═════ INPUT RECORDS ═════

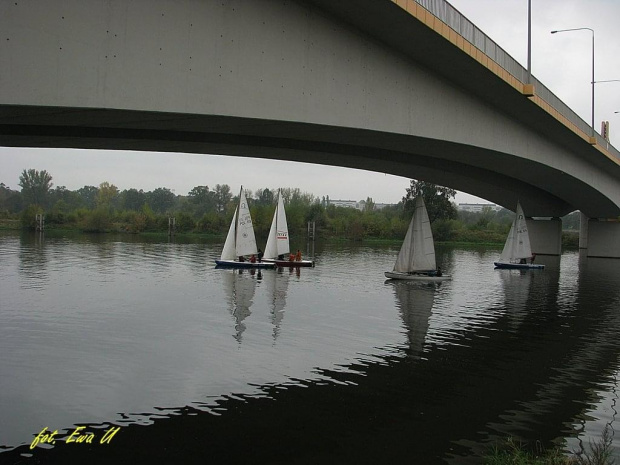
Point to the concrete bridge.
(404, 87)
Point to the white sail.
(278, 241)
(418, 250)
(228, 252)
(518, 242)
(245, 241)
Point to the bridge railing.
(460, 24)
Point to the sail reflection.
(277, 283)
(240, 287)
(516, 284)
(415, 303)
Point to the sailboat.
(240, 240)
(416, 259)
(517, 250)
(278, 240)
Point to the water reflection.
(277, 283)
(34, 259)
(490, 355)
(415, 304)
(240, 287)
(516, 285)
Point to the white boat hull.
(238, 264)
(416, 276)
(288, 263)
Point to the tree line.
(208, 210)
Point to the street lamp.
(593, 82)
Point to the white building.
(478, 207)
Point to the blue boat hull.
(518, 266)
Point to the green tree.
(436, 198)
(201, 200)
(161, 200)
(223, 197)
(132, 199)
(10, 200)
(106, 196)
(88, 194)
(265, 197)
(35, 186)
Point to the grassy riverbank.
(513, 453)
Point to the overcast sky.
(561, 61)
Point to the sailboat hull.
(288, 263)
(518, 266)
(416, 276)
(237, 264)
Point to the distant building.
(478, 207)
(357, 204)
(348, 203)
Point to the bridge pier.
(545, 236)
(601, 238)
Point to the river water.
(315, 365)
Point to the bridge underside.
(487, 174)
(354, 83)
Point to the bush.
(29, 216)
(97, 221)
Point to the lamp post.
(593, 81)
(529, 41)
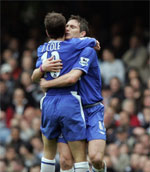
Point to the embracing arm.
(49, 65)
(65, 80)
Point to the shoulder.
(41, 48)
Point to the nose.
(67, 28)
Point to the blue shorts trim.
(95, 122)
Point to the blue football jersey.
(90, 83)
(68, 51)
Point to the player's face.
(72, 29)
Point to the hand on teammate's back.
(51, 65)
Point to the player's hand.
(51, 65)
(43, 84)
(97, 47)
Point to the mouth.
(67, 34)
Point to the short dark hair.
(83, 23)
(55, 24)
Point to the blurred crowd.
(124, 62)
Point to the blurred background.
(123, 31)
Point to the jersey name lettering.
(52, 46)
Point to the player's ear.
(82, 34)
(47, 33)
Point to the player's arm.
(49, 65)
(65, 80)
(81, 43)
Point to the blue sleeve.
(87, 56)
(81, 43)
(42, 55)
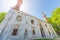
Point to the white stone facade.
(18, 25)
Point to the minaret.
(18, 5)
(45, 18)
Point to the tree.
(2, 16)
(55, 20)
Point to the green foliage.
(45, 39)
(2, 16)
(55, 20)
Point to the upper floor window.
(46, 25)
(14, 31)
(18, 18)
(32, 21)
(33, 32)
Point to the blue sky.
(33, 7)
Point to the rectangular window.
(14, 32)
(33, 32)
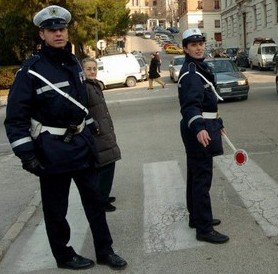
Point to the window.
(200, 5)
(216, 4)
(217, 23)
(217, 36)
(200, 24)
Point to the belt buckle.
(79, 128)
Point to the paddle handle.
(229, 142)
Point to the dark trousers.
(55, 192)
(105, 177)
(199, 178)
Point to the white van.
(118, 69)
(261, 53)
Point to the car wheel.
(130, 82)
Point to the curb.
(20, 223)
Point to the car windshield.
(178, 61)
(269, 50)
(222, 66)
(231, 51)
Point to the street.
(150, 226)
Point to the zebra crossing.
(164, 216)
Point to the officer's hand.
(95, 127)
(32, 164)
(203, 138)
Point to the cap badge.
(53, 12)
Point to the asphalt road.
(149, 227)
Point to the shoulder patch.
(29, 62)
(192, 67)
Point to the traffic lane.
(17, 187)
(158, 140)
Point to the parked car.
(230, 81)
(174, 50)
(242, 58)
(275, 62)
(175, 67)
(231, 53)
(110, 74)
(167, 44)
(173, 30)
(144, 68)
(147, 35)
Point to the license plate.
(225, 90)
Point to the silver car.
(230, 81)
(175, 67)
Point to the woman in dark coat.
(107, 149)
(153, 72)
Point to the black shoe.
(109, 208)
(113, 260)
(215, 222)
(77, 262)
(111, 199)
(213, 237)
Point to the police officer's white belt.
(62, 131)
(37, 128)
(210, 115)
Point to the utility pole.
(96, 36)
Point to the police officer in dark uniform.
(201, 130)
(49, 129)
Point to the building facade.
(243, 20)
(163, 11)
(205, 15)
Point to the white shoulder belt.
(208, 82)
(66, 95)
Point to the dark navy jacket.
(30, 97)
(195, 97)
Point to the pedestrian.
(160, 62)
(108, 152)
(153, 72)
(49, 129)
(201, 130)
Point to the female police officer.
(49, 96)
(201, 134)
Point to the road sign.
(101, 44)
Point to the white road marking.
(257, 189)
(165, 214)
(36, 254)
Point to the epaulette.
(29, 62)
(192, 67)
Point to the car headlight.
(242, 82)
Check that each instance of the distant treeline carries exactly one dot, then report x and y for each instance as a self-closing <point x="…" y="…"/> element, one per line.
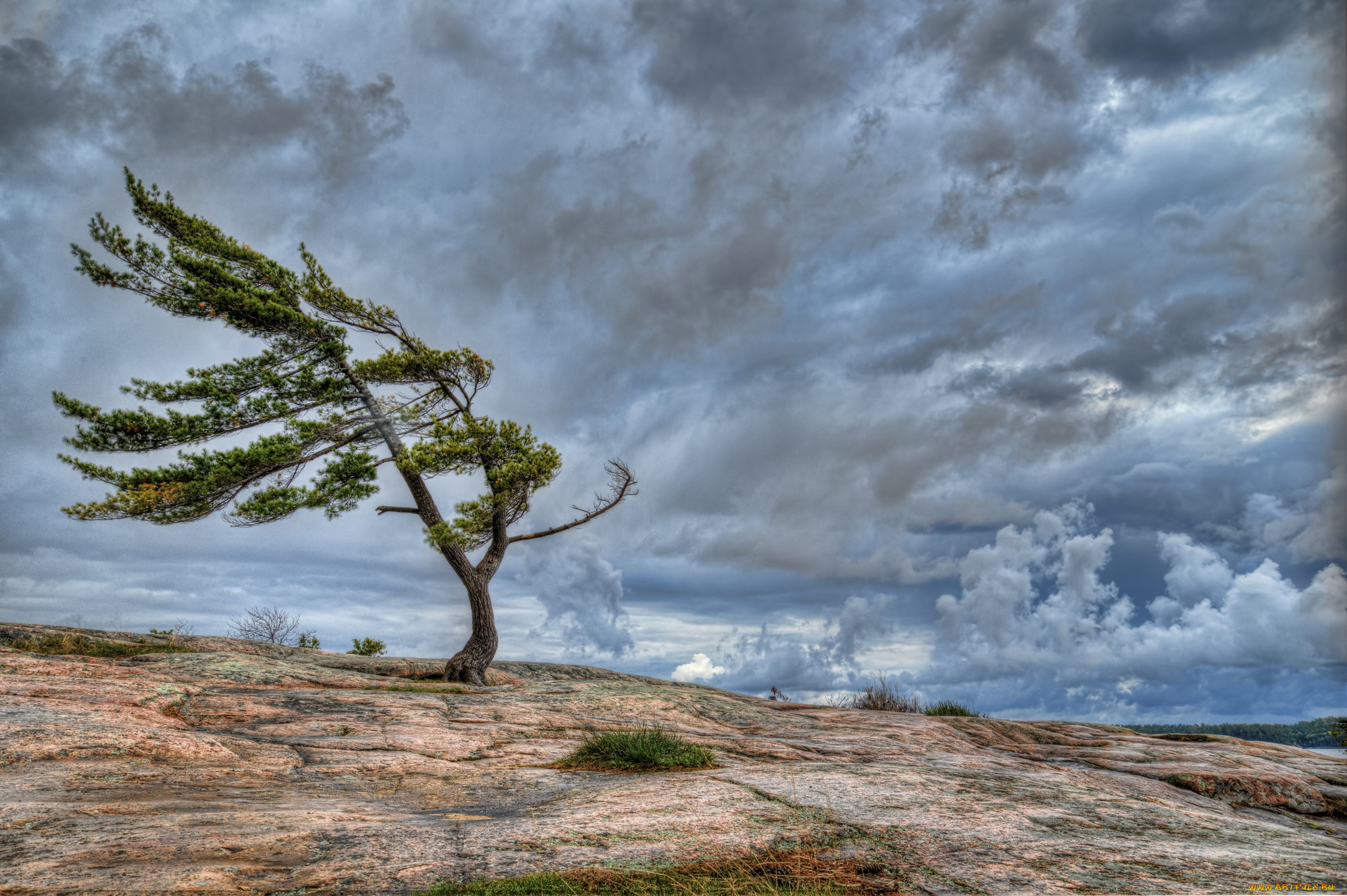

═════

> WHAT NEEDS TO BE DONE: The data above must be written out again word for word, without its pictures.

> SOLUTION FOR THIS PROBLEM:
Point to the concrete bridge.
(404, 87)
Point to the white sail.
(278, 241)
(418, 250)
(228, 252)
(518, 242)
(245, 241)
Point to the bridge railing.
(460, 24)
Point to the sail reflection.
(277, 283)
(240, 287)
(516, 284)
(415, 303)
Point to the sailboat.
(240, 240)
(416, 259)
(517, 250)
(278, 240)
Point to the water reflection.
(277, 283)
(34, 259)
(490, 355)
(415, 304)
(240, 287)
(516, 285)
Point to the white boat hull.
(238, 264)
(416, 276)
(288, 263)
Point to the tree line.
(208, 210)
Point to the street lamp.
(593, 82)
Point to the white building.
(478, 207)
Point to the blue boat hull.
(518, 266)
Point to the green tree.
(436, 198)
(201, 200)
(161, 200)
(223, 197)
(132, 199)
(10, 200)
(106, 196)
(88, 194)
(265, 197)
(35, 186)
Point to the grassy riverbank.
(513, 453)
Point to the overcast sky.
(561, 61)
Point to the sailboat hull.
(288, 263)
(518, 266)
(416, 276)
(237, 264)
Point to the distant building.
(478, 207)
(357, 204)
(348, 203)
Point to the bridge pier.
(545, 236)
(601, 238)
Point to the river water.
(315, 365)
Point to the bridge underside.
(487, 174)
(354, 83)
Point to the bush.
(29, 216)
(97, 221)
Point to the lamp post.
(593, 81)
(529, 41)
Point to the embracing arm.
(49, 65)
(65, 80)
Point to the shoulder.
(41, 48)
Point to the nose.
(67, 28)
Point to the blue shorts trim.
(95, 122)
Point to the blue football jersey.
(90, 83)
(68, 51)
Point to the player's face.
(72, 29)
Point to the hand on teammate's back.
(51, 65)
Point to the player's hand.
(51, 65)
(43, 84)
(97, 47)
Point to the mouth.
(67, 34)
Point to the short dark hair.
(83, 23)
(55, 24)
Point to the blurred crowd.
(124, 62)
Point to the blurred background.
(123, 31)
Point to the jersey name lettering.
(52, 46)
Point to the player's ear.
(82, 34)
(47, 33)
Point to the player's arm.
(49, 65)
(65, 80)
(81, 43)
Point to the blue sleeve.
(87, 56)
(81, 43)
(42, 55)
Point to the white stone facade.
(18, 25)
Point to the minaret.
(18, 5)
(45, 18)
Point to the tree.
(2, 16)
(55, 20)
Point to the green foliage.
(45, 39)
(2, 16)
(55, 20)
Point to the upper floor window.
(46, 25)
(14, 31)
(18, 18)
(32, 21)
(33, 32)
Point to the blue sky.
(33, 7)
Point to the rectangular window.
(14, 32)
(33, 32)
Point to the window.
(200, 5)
(216, 4)
(217, 23)
(217, 36)
(200, 24)
Point to the belt buckle.
(79, 128)
Point to the paddle handle.
(229, 142)
Point to the dark trousers.
(55, 192)
(105, 177)
(199, 178)
Point to the white van.
(118, 69)
(261, 53)
Point to the car wheel.
(130, 82)
Point to the curb.
(20, 223)
Point to the car windshield.
(178, 61)
(269, 50)
(222, 66)
(231, 51)
Point to the street.
(150, 226)
Point to the zebra crossing.
(164, 216)
Point to the officer's hand.
(95, 127)
(32, 164)
(203, 138)
Point to the cap badge.
(53, 12)
Point to the asphalt road.
(149, 227)
Point to the shoulder patch.
(29, 62)
(192, 67)
Point to the traffic lane.
(17, 187)
(158, 140)
Point to the parked car.
(230, 81)
(174, 50)
(242, 58)
(275, 62)
(175, 67)
(231, 53)
(110, 74)
(167, 44)
(173, 30)
(144, 68)
(147, 35)
Point to the license plate.
(225, 90)
Point to the silver car.
(230, 81)
(175, 67)
Point to the woman in dark coat.
(107, 149)
(153, 72)
Point to the black shoe.
(109, 208)
(113, 260)
(215, 222)
(77, 262)
(111, 199)
(213, 237)
Point to the police officer's white belt.
(62, 131)
(37, 128)
(210, 115)
Point to the utility pole.
(96, 36)
Point to the police officer in dark uniform.
(201, 130)
(49, 129)
Point to the building facade.
(243, 20)
(163, 11)
(205, 15)
Point to the white shoulder belt.
(208, 82)
(66, 95)
Point to the dark navy jacket.
(30, 97)
(195, 97)
Point to the pedestrian.
(160, 62)
(108, 152)
(153, 72)
(49, 129)
(201, 130)
Point to the female police officer.
(49, 96)
(201, 134)
Point to the road sign.
(101, 44)
Point to the white road marking.
(257, 189)
(165, 214)
(36, 254)
Point to the epaulette.
(29, 62)
(192, 67)
Point to the car headlight.
(242, 82)
Check that each instance of the distant treeline carries exactly one dot, then report x and y for each instance as a self-closing <point x="…" y="…"/> element, one per line.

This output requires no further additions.